(WHAT NEEDS TO BE DONE): Render into Spanish this sentence from the passage on bondage and redemption below: "As Moses was drawn out of the water, so we are drawn out of our bondage."

(SELECTED PASSAGE):
------------

Thursday, March 24, 2011

Bondage to Redemption (Conclusion)

As Moses was drawn out of the water, so we are drawn out of our bondage. The story of the Exodus has particular poignance here in this time and place as we gather in the days before Pesach. From the Biblical view, bondage was a mainly physical struggle against oppression. But all of us can now see there was a spiritual component to that same bondage. For us, living three plus millennia since that moment on the mountain, we are far beyond the physical servitude of Egyptian slavery. Living in the first decade of the 21st century, we know well the pain of history and the struggles through time of our people in lands near and far. We have journeyed through oppression and exile, time and again overcoming the forces that would have destroyed us.

In the 60’s, our bondage was linked to the civil rights era and the struggle to free ourselves from its hold. In the 70’s we turned to Soviet Jewry and implored the USSR to let our people go. In the 80’s we turned our eyes towards the struggles of the Falasha in Elthiopia. Falasha no more we cried as we shed the tears once again of slavery. In the 90’s it was Kosovo, Chechnya, Bosnia and Rwanda. Our struggle has become the universal struggle. At the turn of the century we focused on the plight of the people in Darfur and those enslaved in Pakistan and Afghanistan, each needing a path to freedom and peace. Each decade marked by a new struggle, a new and more difficult bondage and a hopeful communal path to liberation and redemption. And what of this time? What is our struggle today?

I fear that we face a more difficult bondage today than ever before. We have bound ourselves to a tyrant more unrelenting than ever before. Our bondage is no longer physical, it is emotional and spiritual. It threatens to destroy everything we have built, all the monuments to our success in this world. It threatens our ability to respond to our own needs and to respond to so many need ones all over this broken planet earth. This latest threat to our freedom is of our own creation, much like the Golem that threatened Rabbi Yizchak in Poland.

------------

[Dataset records]
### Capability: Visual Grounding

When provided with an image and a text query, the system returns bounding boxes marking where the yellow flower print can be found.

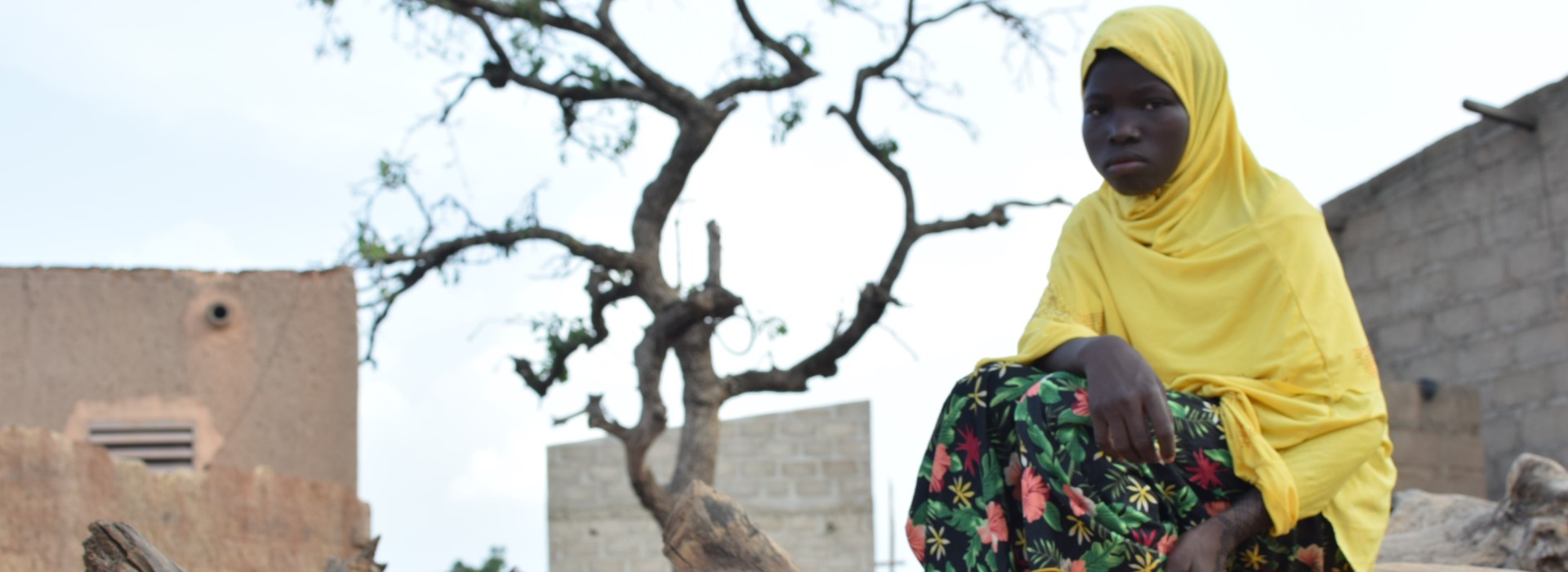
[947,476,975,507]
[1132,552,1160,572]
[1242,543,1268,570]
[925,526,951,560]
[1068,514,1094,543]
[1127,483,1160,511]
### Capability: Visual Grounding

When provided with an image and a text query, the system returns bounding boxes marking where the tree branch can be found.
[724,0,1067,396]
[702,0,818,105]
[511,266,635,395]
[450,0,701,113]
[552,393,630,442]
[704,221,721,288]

------------

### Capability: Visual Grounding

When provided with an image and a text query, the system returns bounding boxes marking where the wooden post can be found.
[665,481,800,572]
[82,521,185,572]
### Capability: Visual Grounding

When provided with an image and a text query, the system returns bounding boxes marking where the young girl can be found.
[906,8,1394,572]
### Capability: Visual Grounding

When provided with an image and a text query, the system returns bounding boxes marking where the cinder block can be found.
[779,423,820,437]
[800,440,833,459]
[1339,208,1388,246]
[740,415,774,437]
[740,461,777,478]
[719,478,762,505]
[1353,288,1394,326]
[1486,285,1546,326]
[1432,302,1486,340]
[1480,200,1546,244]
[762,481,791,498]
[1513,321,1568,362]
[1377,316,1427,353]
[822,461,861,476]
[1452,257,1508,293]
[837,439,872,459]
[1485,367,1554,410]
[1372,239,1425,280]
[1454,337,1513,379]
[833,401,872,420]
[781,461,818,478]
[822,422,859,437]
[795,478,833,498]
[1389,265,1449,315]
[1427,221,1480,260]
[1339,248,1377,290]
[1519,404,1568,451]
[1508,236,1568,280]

------------

(SOLUTION): Así como Moisés fue sacado del agua, así somos sacados nosotros de nuestra esclavitud.